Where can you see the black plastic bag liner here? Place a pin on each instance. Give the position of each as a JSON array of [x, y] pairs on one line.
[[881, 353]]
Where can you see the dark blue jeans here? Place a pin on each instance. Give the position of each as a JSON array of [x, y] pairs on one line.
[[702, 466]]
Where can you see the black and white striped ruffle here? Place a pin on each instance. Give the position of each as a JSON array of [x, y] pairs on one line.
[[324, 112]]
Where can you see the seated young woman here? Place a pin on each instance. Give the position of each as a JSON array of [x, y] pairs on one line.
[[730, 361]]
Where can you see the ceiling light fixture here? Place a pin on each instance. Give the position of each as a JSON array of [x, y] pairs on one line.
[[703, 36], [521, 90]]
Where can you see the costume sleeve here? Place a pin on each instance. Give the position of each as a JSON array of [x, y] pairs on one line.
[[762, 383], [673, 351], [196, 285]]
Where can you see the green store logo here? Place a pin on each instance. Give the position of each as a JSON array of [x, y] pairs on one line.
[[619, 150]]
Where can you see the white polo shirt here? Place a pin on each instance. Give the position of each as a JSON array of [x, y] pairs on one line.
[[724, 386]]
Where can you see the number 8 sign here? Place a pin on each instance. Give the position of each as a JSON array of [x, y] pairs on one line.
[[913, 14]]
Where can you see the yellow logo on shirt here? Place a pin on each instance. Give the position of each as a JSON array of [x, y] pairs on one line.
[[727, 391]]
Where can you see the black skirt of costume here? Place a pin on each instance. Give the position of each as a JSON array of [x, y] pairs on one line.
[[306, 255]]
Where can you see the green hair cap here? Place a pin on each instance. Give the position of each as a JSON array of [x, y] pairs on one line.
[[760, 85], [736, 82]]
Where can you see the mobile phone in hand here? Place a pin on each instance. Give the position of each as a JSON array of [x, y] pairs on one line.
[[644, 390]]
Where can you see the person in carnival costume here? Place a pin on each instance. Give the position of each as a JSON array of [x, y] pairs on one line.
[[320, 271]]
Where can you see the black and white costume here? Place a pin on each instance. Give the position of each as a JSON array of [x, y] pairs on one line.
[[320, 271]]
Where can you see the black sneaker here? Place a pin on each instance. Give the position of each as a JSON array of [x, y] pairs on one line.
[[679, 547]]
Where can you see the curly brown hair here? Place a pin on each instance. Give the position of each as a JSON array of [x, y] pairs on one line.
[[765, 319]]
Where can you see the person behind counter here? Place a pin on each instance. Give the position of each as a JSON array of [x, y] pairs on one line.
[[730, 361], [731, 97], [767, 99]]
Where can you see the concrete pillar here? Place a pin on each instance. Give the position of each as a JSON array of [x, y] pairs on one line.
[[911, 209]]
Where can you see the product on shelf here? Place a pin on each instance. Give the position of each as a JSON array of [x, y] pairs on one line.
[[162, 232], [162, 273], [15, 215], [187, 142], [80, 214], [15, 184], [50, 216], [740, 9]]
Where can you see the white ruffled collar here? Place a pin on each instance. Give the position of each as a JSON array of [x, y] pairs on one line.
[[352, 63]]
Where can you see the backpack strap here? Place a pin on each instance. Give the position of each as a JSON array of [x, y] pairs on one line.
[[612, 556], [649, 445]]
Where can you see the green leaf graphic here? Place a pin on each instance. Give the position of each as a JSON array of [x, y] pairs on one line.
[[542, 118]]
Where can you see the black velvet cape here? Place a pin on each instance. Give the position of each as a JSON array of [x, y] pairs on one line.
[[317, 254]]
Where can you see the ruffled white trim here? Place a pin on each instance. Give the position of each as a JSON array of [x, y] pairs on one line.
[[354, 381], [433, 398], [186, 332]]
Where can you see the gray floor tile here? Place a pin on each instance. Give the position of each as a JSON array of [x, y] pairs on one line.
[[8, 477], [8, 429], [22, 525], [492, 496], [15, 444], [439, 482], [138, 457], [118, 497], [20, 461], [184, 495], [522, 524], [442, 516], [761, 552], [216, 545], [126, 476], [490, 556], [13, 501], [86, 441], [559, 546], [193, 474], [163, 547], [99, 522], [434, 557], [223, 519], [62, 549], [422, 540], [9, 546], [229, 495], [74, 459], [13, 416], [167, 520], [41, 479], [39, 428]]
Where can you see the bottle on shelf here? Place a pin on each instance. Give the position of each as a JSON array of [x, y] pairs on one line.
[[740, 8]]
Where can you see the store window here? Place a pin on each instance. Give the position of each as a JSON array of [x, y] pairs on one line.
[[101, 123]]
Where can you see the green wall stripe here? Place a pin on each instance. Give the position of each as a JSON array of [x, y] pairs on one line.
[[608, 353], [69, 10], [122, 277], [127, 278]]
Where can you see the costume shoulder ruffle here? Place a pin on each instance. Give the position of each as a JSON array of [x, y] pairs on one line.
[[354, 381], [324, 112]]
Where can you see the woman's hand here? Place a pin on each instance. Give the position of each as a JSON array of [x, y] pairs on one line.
● ● ●
→ **PROBLEM DETAILS**
Please give the full set of data again exactly.

→ **YOUR SOLUTION**
Where can you see the black plastic bag liner here? Place a pin on each instance. Give the position of each as a JSON array of [x, y] pairs on one line.
[[881, 353]]
Where can you see the dark blue jeans here? Place a pin on each instance. Give the position of each as a JSON array of [x, y] pairs on one line.
[[702, 466]]
Where can you see the black and white striped ruffle here? Place a pin on each instance. Give the position of each as a JSON array of [x, y] pairs on one line.
[[324, 112]]
Where can you see the seated young woman here? Place a pin on each instance. Give the position of each as a JSON array of [x, y] pairs on one line.
[[730, 361]]
Where can you see the ceiling light fixture here? Place a pin on each instance. Give the position of each as a JSON array of [x, y] pairs on one line.
[[703, 36], [521, 90]]
Where can you see the costume sleeve here? Place a pin on each instance. Give the position of each as a JSON array of [x, y] pairs on one line.
[[762, 383], [673, 351], [196, 285]]
Where can you see the green store logo here? Place a pin on each instance. Give the position of each as a JSON array of [x, y] pairs on one line.
[[619, 150]]
Where can you see the white polo shirt here? Place a pin on each instance. Give the position of each as a JSON array of [x, y] pairs on one line.
[[724, 386]]
Where can you see the number 8 sign here? Place a pin on each instance. Give the position of each as a JSON array of [x, y] pairs on one line.
[[913, 14]]
Where can you see the yellow logo on shirt here? Place a pin on each instance. Give the position of each as a JSON array of [x, y] pairs on one line.
[[727, 391]]
Where can you see the black skirt of costume here? Place a pin on each instance. Give the position of each as a JSON array of [x, y] pairs on one line.
[[306, 255]]
Where can you see the green hair cap here? Place a pin on each instance. Give the position of each as a JSON array of [x, y] pairs on one line.
[[760, 85], [736, 82]]
Where can you see the mobile phone in hand here? Place a pin on each instance. Give the position of each as a JSON array of [x, y] pairs on one line.
[[644, 390]]
Where can you see the person in carnival costume here? Place a pin on each instance. Give the position of each as a JSON array of [x, y] pairs on one line.
[[320, 271]]
Where can you see the black and white costume here? Place a pin on each instance. Give the position of each as a JSON array of [x, y] pairs on one line.
[[320, 271]]
Where can you see the black sneaker here? Place a pin on each instance. Give the position of each as a JSON array of [x, y] pairs on one line.
[[679, 547]]
Where can you see the curly brown hair here? Place a pin on each instance. Give the position of each as a JSON array of [x, y] pairs on one line.
[[765, 319]]
Where can you see the person behind counter here? Place a pin on each instance. Give the position of each as a JSON array of [x, y] pairs on one line.
[[730, 361], [731, 97], [767, 99]]
Where can you see the concrete pillar here? Place a pin on each instance. Give the position of each as a JSON array of [x, y] pairs on one line.
[[911, 209]]
Where can you see the product on shelf here? Place a pin on each instance. Give the position of each as a JSON array of [x, y] pairs on one line.
[[162, 232], [162, 273], [15, 215], [187, 142], [80, 214], [15, 184], [50, 216], [740, 9]]
Where can you see the white ruffled collar here? Place a pin on each instance. Give the position of each as a JSON array of [x, y] pairs on one line.
[[352, 63]]
Where can you see the backpack strap here? Place a pin on each instance. Give the position of each as a JSON array of [x, y] pairs on one line.
[[612, 556], [649, 445]]
Where can you see the green leaf graphic here? Place a pin on each instance. Give the position of each as a JSON array of [x, y] pairs on one line.
[[542, 118]]
Where can you see the black velvet cape here? Place a pin on each instance. Give the position of each as a JSON array of [x, y] pairs on one line.
[[317, 254]]
Where can you see the ruffled white trim here? Place a pin on each instance. Give the position of each as a JSON array of [x, y] pairs on one line.
[[354, 381], [433, 398], [186, 332]]
Where can you see the gray floor tile here? Place a pin on each instance. Give the position of each as a JSON array of [x, y] pairs on one line.
[[8, 477], [8, 429], [22, 525], [492, 496], [15, 444], [439, 482], [138, 457], [118, 497], [20, 461], [184, 495], [522, 524], [442, 516], [761, 552], [216, 545], [126, 476], [490, 556], [13, 501], [86, 441], [559, 546], [193, 474], [163, 547], [99, 522], [434, 557], [223, 519], [62, 549], [422, 540], [9, 546], [229, 495], [74, 459], [13, 416], [167, 520], [41, 479], [39, 428]]
Where can you see the bottle on shelf here? Place a pin on each instance. Give the position of each as a JSON array of [x, y] pairs on one line.
[[740, 8]]
Where can you see the store window here? Place a pin on each instance. Give the position of each as a JSON array of [x, y] pairs on one line.
[[101, 123]]
Where can you see the green wall stripe here? Place a pin on each instance. Give the position of each as a JSON array of [x, y] pairs on one line.
[[608, 353], [69, 10], [122, 277], [127, 278]]
Where can you see the costume shoulder ruffle here? Place a pin on each instance. Give the position of each as a JSON array of [x, y] pairs on one line.
[[354, 381], [324, 112]]
Where can you see the woman's hand here? Place a pin on each instance. Give the position of each as a JSON array of [x, y] pairs on one line.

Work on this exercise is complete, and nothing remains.